• [Tugas yang Diberikan 1]: Dalam teks tentang komik Why Puberty, apa yang terjadi pada buku itu setelah meresahkan beberapa tokoh dan kalangan?
• [Tugas yang Diberikan 2]: Tuliskan kembali bagian teks tentang komik Why Puberty tanpa perubahan, mulai dari kata-kata yang memuat "Baru-baru ini dunia" dan berhenti setelah "ditarik dari pasaran.".

• [Teks yang Diberikan]:
──────────────────────────────

Baru-baru ini dunia
penerbitan kembali dibuat heboh dengan terbitnya komik kontroversial Why
Puberty
yang dianggap kurang mendidik dan tidak relevan dengan budaya
ketimuran yang dianut oleh masyarakat Indonesia. Komik Korea yang mengandung
unsur propaganda Lesbian, Gay, Biseksual dan Transgender itu sempat meresahkan
beberapa tokoh dan kalangan, sehingga membuat buku itu ditarik dari pasaran.
Kejadian ini merupakan
satu di antara banyak permasalahan dalam dunia penerbitan di tanah air. Buku
dengan konten yang “kurang mendidik” sepertinya masih banyak diterbitkan,
sehingga tak jarang kehadiran buku jenis itu bukan menjadi informasi, tetapi
menjadi sesuatu yang “kurang bermanfaat”.

──────────────────────────────

• [Informasi yang Diberikan]:
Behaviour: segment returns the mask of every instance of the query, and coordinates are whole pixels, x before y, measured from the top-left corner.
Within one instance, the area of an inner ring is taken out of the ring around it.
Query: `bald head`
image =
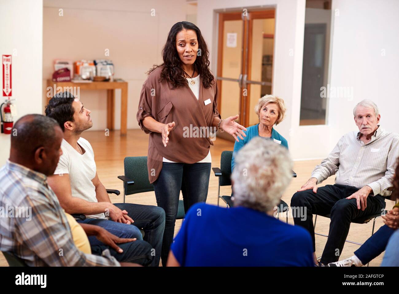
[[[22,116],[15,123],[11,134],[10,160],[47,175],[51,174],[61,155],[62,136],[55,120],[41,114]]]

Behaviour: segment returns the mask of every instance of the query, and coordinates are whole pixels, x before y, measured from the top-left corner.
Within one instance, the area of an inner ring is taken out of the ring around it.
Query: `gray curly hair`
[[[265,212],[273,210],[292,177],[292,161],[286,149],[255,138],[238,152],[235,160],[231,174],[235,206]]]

──────────────────────────────

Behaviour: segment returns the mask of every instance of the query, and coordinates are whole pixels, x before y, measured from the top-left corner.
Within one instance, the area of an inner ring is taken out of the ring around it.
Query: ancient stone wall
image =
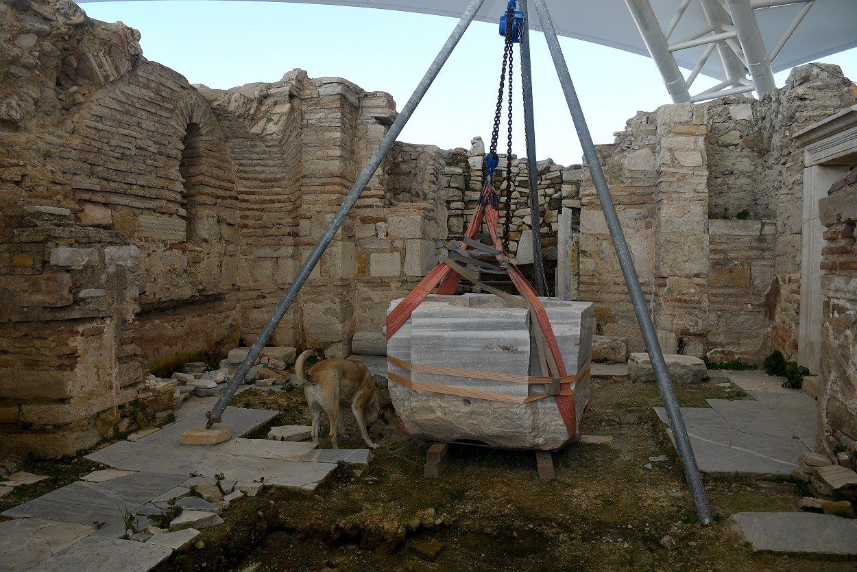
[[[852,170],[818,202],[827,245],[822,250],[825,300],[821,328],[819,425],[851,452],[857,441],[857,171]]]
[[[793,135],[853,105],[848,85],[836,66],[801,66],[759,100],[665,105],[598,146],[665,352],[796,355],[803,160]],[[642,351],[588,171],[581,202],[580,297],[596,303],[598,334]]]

──────────────────────────────

• [Jawaban yang Diharapkan 1]: Buku itu ditarik dari pasaran.

• [Jawaban yang Diharapkan 2]:
Baru-baru ini dunia
penerbitan kembali dibuat heboh dengan terbitnya komik kontroversial Why
Puberty
yang dianggap kurang mendidik dan tidak relevan dengan budaya
ketimuran yang dianut oleh masyarakat Indonesia. Komik Korea yang mengandung
unsur propaganda Lesbian, Gay, Biseksual dan Transgender itu sempat meresahkan
beberapa tokoh dan kalangan, sehingga membuat buku itu ditarik dari pasaran.